** Opening Records block **

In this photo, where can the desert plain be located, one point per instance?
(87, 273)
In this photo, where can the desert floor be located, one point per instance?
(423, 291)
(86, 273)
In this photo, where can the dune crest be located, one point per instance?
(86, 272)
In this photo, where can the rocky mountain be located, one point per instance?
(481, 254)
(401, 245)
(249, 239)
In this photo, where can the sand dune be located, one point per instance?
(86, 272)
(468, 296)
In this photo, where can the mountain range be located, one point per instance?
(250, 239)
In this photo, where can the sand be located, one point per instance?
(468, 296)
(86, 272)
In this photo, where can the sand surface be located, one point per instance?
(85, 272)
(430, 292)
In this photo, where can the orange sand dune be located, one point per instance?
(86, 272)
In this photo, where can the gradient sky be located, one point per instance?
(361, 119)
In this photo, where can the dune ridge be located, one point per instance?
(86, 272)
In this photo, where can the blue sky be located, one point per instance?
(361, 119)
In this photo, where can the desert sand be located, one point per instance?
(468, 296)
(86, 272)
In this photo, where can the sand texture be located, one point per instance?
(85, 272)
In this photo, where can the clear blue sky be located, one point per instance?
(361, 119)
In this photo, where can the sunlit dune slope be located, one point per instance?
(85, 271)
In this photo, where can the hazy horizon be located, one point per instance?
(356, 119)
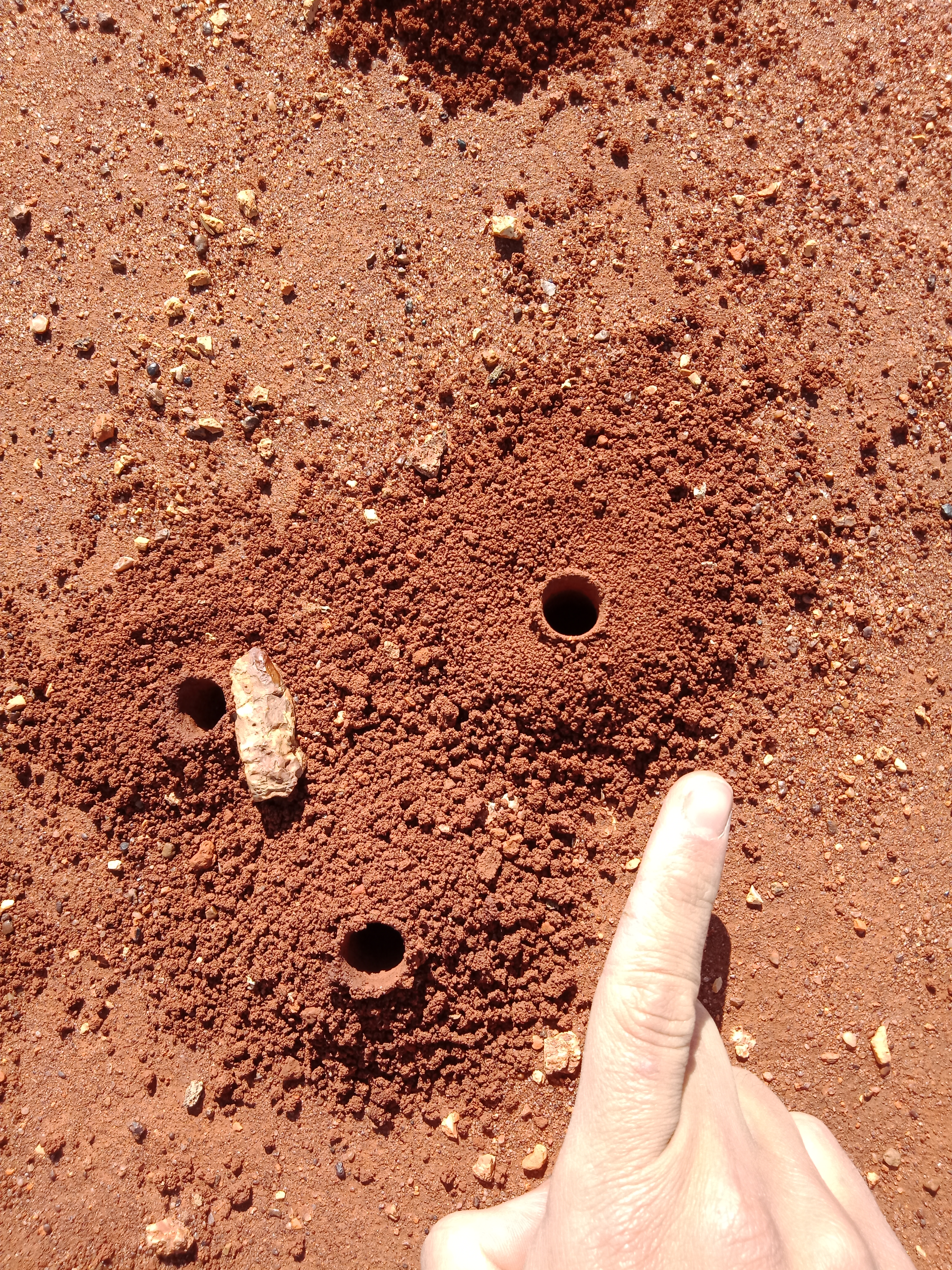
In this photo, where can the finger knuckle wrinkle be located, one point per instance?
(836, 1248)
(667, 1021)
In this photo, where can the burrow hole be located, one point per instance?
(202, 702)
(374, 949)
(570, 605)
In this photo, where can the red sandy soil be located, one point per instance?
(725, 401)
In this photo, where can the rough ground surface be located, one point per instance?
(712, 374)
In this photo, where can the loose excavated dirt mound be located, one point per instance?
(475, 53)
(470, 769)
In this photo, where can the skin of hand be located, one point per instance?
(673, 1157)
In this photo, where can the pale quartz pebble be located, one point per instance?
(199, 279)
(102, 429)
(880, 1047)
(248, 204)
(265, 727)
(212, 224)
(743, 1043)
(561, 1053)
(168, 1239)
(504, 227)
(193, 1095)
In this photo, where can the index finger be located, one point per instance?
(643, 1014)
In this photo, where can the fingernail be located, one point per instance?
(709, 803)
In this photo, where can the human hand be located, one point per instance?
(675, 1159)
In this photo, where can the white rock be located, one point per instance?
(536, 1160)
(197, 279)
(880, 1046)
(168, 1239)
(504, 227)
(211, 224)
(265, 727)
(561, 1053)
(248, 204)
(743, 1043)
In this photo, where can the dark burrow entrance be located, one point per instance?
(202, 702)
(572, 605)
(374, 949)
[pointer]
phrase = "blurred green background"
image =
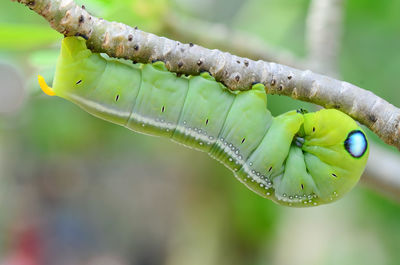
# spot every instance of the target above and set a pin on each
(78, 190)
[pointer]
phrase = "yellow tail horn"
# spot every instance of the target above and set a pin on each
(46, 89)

** Closing Records block **
** Opening Records block **

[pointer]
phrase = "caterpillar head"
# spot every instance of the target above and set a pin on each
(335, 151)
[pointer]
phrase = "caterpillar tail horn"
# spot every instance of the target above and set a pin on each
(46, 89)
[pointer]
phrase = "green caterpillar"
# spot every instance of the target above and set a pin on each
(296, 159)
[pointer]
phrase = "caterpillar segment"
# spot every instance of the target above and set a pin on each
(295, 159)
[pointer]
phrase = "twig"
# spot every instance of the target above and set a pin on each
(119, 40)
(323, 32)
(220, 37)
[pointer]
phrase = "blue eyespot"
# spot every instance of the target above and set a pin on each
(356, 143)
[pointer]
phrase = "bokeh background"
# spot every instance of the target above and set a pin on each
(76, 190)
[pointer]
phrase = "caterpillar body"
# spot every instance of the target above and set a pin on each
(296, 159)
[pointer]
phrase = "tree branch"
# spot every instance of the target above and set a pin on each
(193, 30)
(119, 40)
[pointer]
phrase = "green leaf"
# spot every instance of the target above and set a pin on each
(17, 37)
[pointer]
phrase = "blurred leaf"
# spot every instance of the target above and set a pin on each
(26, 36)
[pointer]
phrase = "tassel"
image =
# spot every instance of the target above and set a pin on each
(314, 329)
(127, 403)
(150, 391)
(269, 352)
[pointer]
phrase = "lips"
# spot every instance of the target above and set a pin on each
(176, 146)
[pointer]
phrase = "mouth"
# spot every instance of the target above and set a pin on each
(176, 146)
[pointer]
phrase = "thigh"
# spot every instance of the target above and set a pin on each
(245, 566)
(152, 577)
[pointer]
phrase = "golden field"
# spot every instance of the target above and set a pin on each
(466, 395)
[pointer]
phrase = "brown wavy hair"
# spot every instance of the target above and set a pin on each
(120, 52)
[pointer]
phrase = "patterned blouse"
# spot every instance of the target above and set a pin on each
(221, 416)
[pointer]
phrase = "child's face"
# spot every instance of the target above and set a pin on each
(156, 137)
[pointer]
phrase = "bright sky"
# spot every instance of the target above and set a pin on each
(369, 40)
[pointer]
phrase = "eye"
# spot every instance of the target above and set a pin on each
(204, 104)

** Closing Records block **
** Opening Records block **

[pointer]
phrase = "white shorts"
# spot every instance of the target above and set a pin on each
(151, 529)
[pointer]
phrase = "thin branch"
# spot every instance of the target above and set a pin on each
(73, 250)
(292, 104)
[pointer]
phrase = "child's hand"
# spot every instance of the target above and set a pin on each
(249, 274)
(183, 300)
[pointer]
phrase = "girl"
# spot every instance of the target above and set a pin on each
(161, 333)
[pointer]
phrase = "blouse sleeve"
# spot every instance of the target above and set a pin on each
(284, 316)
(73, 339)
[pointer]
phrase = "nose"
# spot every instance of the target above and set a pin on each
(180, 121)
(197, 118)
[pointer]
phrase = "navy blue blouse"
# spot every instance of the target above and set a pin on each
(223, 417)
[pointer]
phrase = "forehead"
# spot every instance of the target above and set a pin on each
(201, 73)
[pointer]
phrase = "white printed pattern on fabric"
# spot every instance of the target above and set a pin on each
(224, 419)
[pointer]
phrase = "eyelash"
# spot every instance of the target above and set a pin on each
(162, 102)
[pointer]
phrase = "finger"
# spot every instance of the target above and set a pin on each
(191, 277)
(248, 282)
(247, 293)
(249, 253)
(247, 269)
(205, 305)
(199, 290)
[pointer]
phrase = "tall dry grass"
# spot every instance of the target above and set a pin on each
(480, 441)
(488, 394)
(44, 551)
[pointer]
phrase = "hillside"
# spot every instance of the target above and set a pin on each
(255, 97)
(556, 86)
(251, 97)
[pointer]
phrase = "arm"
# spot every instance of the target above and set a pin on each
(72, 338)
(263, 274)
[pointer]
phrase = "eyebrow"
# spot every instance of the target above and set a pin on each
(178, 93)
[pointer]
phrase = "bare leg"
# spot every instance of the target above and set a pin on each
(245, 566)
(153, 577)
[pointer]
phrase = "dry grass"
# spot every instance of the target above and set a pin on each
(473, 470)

** Closing Records block **

*Your instructions*
Show the lines above that include "background".

*Answer box*
phrase = "blurred green background"
phrase = "bokeh background"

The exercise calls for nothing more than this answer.